Stored data entries:
____

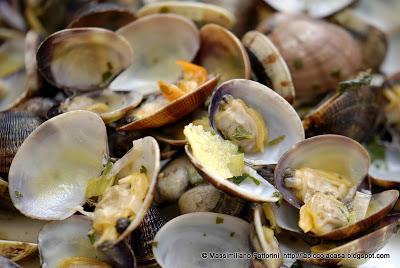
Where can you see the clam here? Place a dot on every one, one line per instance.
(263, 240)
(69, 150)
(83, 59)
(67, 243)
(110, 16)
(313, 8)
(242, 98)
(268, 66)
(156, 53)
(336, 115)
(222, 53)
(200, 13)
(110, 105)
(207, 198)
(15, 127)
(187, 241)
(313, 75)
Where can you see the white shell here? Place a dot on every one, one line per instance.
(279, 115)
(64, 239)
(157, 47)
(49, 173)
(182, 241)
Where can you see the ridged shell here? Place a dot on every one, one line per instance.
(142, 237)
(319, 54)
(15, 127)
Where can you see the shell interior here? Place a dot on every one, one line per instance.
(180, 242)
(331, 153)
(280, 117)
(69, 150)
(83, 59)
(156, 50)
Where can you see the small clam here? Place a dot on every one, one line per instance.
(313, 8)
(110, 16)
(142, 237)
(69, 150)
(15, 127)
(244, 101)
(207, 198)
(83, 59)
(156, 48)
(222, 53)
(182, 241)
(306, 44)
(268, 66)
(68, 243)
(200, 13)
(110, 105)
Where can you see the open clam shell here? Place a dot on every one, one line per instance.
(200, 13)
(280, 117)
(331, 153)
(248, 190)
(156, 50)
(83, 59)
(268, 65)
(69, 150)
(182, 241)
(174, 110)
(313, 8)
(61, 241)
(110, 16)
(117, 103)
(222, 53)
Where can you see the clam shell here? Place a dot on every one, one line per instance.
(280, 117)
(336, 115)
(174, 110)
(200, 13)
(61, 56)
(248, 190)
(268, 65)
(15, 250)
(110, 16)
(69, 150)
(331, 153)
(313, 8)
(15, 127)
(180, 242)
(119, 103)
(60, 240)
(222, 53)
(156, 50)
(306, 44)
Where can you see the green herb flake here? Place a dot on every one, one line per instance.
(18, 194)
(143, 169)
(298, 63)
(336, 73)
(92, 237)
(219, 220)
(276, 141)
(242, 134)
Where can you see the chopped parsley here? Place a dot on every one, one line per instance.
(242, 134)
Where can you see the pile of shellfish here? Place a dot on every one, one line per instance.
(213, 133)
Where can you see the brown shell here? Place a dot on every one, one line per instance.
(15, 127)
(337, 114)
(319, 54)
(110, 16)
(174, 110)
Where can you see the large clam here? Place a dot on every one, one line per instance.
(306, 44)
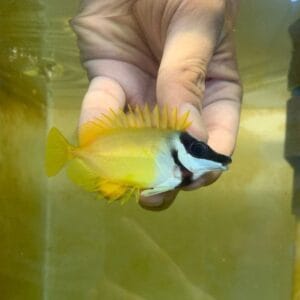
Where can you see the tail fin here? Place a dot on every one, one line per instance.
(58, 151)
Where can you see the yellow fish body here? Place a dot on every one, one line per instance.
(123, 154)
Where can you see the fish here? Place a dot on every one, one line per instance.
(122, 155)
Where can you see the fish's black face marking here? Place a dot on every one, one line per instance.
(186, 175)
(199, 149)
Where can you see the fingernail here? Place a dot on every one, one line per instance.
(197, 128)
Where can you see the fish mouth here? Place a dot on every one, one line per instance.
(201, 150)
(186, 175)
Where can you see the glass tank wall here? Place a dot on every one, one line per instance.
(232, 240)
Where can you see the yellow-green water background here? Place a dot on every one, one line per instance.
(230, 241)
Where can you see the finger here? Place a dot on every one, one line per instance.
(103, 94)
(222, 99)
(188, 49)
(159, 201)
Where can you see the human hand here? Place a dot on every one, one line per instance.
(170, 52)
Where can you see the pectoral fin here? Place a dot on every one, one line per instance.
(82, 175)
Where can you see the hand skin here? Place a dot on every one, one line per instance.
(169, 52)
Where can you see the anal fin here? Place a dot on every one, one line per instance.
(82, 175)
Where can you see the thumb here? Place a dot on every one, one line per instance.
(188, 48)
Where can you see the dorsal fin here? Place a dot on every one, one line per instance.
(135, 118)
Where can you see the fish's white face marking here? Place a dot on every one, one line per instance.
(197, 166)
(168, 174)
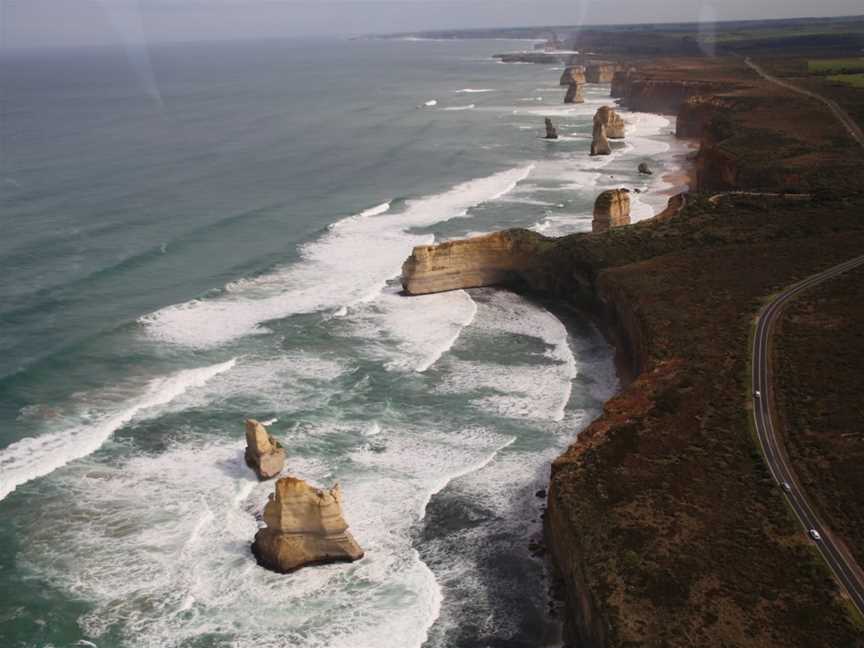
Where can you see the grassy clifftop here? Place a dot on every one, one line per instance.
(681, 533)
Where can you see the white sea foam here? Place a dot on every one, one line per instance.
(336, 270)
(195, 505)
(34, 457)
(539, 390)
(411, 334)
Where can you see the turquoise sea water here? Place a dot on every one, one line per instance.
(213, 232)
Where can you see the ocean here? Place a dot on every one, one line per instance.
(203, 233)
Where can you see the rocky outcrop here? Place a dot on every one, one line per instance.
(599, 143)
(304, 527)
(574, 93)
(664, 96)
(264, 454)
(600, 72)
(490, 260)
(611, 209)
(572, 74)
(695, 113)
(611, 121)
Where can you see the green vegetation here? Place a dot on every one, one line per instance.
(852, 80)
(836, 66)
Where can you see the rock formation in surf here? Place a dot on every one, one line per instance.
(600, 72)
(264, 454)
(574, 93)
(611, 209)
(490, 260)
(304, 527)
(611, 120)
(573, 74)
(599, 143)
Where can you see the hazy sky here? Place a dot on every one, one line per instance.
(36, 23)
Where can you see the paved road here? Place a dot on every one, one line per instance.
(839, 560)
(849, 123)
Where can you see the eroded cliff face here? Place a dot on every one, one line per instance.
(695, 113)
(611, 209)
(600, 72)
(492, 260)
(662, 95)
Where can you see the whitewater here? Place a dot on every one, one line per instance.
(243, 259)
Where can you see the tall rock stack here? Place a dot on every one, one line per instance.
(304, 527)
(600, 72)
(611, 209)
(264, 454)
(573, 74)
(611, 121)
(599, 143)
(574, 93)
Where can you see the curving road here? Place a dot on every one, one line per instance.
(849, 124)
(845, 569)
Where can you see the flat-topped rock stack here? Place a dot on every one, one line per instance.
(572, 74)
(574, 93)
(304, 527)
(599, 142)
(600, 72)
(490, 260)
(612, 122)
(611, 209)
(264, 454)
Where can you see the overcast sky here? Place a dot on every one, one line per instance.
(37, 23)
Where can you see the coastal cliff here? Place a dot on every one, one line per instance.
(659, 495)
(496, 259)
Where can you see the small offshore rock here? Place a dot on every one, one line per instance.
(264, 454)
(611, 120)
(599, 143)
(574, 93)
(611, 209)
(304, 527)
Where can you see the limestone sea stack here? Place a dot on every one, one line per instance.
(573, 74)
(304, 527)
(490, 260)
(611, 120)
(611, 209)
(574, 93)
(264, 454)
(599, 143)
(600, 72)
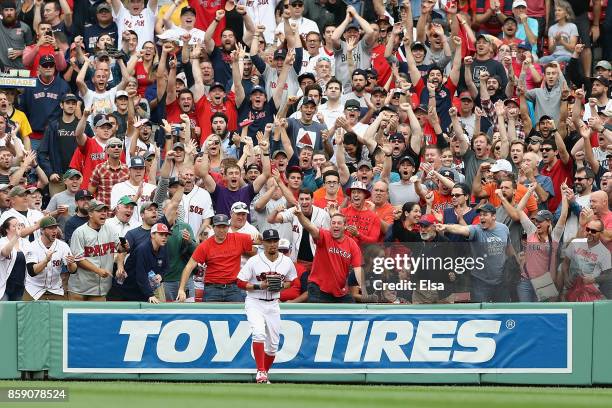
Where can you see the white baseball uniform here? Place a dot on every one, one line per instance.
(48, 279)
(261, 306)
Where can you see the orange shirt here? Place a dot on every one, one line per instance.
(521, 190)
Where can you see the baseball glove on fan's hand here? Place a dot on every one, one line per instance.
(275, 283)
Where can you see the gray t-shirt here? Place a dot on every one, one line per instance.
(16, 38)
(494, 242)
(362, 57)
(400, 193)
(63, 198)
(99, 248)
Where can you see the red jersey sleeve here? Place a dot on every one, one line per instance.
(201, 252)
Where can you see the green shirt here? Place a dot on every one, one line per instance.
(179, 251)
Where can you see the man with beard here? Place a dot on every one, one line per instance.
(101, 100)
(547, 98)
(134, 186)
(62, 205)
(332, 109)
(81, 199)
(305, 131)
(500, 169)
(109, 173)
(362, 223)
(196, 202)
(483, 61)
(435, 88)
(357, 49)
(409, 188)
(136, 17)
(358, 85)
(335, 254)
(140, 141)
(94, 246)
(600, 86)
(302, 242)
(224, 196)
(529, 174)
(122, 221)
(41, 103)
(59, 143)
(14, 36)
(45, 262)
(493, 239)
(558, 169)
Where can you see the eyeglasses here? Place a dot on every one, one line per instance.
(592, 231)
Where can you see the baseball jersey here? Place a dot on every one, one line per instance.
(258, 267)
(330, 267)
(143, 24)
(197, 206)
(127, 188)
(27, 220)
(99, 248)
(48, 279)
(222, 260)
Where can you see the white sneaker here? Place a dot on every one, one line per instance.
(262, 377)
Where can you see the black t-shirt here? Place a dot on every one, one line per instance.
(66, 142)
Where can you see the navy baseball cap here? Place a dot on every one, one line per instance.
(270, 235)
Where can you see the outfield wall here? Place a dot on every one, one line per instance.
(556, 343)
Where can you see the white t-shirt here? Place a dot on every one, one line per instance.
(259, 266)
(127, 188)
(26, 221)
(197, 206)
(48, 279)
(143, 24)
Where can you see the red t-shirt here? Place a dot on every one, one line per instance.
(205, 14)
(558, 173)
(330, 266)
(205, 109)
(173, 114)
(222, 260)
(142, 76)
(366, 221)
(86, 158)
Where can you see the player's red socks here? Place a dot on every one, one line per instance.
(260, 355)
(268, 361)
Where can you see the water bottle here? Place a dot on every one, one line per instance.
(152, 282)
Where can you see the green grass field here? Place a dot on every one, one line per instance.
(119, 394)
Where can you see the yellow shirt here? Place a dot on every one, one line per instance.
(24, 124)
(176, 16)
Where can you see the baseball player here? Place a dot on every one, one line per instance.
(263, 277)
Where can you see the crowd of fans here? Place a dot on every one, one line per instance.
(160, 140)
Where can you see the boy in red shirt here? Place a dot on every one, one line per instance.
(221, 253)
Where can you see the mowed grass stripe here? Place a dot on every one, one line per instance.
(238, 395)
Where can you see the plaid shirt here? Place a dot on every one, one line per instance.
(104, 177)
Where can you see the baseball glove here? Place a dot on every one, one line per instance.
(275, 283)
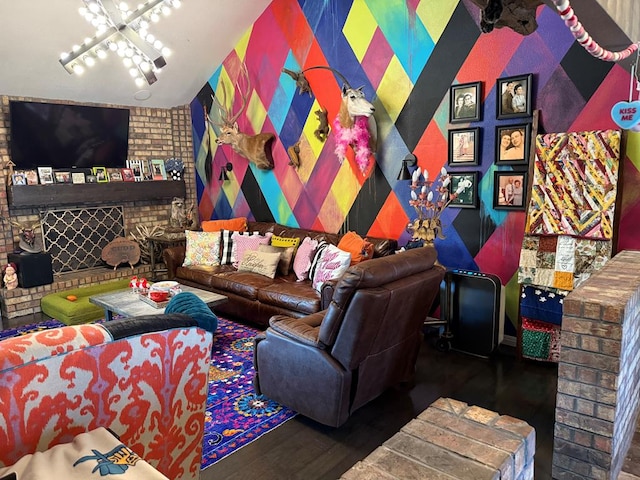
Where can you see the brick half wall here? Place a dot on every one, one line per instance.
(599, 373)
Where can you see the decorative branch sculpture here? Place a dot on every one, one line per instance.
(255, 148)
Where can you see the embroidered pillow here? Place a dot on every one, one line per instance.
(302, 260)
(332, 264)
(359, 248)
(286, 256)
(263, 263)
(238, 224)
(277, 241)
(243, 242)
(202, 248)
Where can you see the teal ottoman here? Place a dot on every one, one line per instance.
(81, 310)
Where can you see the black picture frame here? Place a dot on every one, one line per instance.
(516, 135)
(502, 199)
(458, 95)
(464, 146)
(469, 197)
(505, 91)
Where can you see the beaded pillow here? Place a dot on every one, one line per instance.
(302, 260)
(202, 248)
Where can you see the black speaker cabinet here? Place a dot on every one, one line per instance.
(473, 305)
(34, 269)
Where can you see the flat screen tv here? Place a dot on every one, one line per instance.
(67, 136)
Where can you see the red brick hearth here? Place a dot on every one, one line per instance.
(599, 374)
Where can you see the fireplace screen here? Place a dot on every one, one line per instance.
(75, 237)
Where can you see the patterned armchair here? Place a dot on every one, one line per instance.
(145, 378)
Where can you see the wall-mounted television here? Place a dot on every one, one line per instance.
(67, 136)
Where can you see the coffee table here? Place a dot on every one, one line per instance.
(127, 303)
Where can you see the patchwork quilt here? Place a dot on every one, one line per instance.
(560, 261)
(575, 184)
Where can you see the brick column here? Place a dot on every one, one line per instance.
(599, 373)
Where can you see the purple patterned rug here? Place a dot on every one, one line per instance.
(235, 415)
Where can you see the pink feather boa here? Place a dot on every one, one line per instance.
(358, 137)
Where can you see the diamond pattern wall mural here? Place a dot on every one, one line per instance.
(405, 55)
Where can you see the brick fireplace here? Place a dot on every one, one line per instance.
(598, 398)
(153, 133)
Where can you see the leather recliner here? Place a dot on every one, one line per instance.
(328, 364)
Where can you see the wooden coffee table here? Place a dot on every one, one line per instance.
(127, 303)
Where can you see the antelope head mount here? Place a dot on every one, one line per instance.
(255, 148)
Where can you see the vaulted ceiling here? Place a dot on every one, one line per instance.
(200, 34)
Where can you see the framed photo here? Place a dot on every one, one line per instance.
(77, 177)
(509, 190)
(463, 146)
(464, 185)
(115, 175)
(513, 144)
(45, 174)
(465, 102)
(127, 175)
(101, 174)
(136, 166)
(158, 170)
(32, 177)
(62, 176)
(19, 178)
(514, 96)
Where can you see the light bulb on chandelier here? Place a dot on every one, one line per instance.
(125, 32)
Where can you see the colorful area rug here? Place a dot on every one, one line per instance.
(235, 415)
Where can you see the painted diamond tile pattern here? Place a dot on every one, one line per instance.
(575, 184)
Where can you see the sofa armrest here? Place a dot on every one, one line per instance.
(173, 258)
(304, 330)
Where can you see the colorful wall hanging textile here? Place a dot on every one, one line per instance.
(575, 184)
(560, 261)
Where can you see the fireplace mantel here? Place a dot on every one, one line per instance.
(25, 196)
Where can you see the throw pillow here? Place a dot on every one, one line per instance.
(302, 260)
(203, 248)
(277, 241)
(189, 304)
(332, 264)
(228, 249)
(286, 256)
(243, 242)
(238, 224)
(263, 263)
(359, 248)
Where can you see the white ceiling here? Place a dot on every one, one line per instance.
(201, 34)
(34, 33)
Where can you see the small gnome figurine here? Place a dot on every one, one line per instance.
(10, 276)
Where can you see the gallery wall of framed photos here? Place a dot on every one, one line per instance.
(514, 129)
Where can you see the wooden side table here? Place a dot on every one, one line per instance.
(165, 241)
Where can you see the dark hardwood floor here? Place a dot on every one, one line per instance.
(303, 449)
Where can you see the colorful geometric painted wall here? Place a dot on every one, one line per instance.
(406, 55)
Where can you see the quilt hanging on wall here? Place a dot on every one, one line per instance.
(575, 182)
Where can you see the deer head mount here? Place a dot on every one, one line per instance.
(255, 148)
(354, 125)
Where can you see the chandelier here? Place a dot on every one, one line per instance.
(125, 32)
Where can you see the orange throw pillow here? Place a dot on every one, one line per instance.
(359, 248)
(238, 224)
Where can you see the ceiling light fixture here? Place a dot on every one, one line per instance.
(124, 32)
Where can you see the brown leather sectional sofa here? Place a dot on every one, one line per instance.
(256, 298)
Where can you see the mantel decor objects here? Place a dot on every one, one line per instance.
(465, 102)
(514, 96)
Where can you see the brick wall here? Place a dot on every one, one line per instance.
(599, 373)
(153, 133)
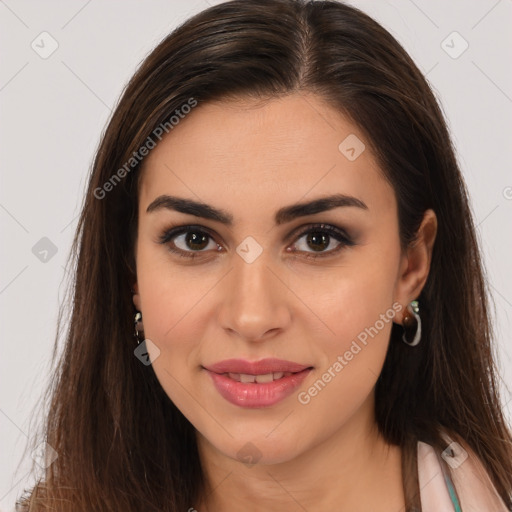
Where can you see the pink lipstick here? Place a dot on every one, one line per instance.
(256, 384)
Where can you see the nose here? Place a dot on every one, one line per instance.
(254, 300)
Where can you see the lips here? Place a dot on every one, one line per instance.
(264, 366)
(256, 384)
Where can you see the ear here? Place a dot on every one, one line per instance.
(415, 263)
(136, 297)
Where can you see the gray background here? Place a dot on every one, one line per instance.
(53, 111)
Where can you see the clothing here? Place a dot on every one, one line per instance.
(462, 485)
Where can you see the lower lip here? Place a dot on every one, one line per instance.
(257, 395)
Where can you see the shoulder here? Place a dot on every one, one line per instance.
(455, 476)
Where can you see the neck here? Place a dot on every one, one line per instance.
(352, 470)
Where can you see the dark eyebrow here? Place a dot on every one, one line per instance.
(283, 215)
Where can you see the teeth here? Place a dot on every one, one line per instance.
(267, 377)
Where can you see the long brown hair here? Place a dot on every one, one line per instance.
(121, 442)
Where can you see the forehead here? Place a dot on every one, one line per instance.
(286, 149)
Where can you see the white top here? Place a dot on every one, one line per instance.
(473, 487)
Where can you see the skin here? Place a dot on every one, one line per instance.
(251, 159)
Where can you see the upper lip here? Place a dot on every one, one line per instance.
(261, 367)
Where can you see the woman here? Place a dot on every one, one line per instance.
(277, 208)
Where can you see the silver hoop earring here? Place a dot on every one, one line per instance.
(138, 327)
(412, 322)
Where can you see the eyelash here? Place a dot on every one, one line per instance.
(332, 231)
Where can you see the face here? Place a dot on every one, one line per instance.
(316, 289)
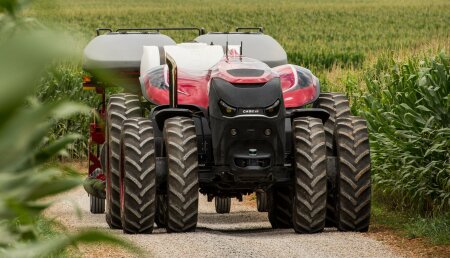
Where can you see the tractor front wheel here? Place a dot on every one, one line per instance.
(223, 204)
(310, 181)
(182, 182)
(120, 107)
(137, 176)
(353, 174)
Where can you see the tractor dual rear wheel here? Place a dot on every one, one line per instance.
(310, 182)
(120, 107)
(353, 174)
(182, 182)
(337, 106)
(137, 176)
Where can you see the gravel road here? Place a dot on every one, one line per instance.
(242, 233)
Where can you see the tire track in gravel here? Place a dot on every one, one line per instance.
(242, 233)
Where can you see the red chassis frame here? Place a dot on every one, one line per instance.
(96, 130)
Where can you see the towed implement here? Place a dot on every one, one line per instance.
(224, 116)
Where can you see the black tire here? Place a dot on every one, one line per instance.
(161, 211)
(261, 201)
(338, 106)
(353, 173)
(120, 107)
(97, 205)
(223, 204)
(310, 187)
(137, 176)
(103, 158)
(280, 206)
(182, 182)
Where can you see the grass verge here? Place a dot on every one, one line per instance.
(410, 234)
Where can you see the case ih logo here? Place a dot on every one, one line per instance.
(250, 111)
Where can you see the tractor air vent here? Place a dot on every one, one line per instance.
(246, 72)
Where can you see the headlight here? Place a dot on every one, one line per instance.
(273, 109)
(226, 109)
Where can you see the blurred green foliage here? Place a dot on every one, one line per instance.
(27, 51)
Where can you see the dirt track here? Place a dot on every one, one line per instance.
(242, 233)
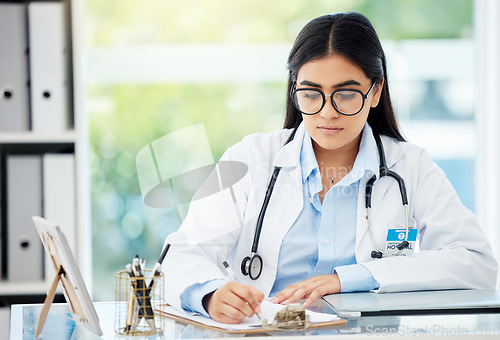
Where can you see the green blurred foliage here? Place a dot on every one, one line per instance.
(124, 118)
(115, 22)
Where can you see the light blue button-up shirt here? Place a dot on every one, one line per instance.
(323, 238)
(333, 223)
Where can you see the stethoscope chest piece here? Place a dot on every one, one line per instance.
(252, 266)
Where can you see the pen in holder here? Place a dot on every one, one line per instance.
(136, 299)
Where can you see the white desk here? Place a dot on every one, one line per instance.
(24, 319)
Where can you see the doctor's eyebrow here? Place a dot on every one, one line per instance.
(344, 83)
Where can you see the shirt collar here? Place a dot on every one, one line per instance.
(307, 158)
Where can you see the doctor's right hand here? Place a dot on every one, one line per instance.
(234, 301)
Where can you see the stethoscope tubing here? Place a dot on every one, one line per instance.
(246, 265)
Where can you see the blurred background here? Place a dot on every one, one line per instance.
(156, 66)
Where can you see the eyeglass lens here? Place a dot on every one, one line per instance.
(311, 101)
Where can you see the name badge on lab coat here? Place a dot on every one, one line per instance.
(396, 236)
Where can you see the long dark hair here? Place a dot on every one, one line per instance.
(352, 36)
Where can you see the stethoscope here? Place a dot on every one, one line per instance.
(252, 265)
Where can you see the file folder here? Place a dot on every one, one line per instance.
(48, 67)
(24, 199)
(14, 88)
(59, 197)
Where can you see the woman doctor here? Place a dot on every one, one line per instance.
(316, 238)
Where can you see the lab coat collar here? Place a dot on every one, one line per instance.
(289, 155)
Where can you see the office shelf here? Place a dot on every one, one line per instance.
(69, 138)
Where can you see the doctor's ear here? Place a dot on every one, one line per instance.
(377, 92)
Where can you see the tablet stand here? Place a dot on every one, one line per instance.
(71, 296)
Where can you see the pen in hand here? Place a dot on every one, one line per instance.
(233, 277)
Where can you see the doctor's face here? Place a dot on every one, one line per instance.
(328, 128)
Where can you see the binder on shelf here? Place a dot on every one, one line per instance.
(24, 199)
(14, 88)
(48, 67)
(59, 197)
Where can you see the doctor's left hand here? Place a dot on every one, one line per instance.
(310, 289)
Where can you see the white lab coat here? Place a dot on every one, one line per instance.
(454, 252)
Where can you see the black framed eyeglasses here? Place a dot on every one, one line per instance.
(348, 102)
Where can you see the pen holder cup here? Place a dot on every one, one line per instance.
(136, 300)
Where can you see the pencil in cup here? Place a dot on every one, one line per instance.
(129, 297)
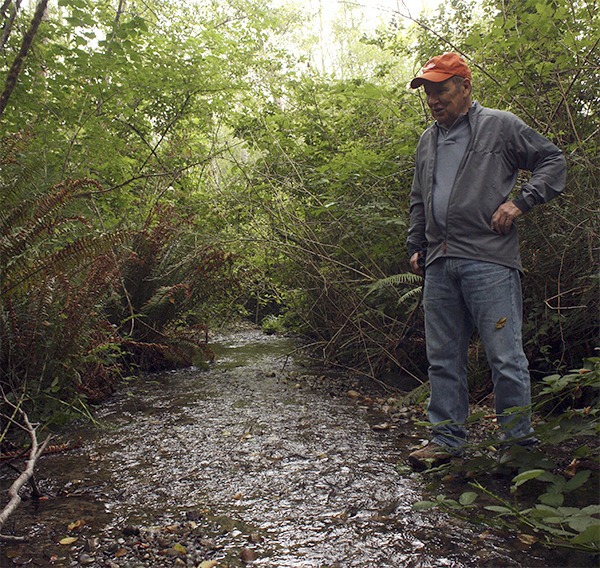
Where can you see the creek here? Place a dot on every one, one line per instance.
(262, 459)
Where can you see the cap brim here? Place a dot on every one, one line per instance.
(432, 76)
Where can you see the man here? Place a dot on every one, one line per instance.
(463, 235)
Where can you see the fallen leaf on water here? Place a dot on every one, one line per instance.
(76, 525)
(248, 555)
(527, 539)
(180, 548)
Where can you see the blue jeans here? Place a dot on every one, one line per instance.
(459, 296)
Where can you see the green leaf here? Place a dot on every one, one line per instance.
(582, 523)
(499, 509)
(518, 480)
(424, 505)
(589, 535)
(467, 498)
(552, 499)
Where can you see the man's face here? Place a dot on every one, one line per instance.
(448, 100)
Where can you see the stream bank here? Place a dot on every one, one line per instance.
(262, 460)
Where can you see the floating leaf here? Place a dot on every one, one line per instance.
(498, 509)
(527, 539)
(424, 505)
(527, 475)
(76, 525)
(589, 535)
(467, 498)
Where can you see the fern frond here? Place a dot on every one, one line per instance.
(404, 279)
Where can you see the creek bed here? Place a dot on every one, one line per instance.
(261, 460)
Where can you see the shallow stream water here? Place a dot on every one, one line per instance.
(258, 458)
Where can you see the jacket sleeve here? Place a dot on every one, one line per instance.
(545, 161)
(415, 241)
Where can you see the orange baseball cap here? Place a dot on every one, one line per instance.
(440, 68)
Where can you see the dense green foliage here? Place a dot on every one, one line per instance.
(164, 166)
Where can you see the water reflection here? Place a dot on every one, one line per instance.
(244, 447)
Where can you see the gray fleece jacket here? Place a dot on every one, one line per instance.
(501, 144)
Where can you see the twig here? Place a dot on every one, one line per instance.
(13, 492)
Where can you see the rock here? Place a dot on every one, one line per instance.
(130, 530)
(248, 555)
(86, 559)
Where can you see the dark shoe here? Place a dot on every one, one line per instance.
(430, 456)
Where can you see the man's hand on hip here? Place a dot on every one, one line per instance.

____

ABOUT THIS EXERCISE: Give back, unchanged, the line containing "Where can you see the dark shoe" and each line that comes after it in the entries above, ending with the last.

SOLUTION TO THIS TASK:
Where can you see the dark shoe here? Place a dot on every one, one line per instance.
(430, 456)
Where can you see the man's hand on hip here? Place a dot on every one, one line per instance.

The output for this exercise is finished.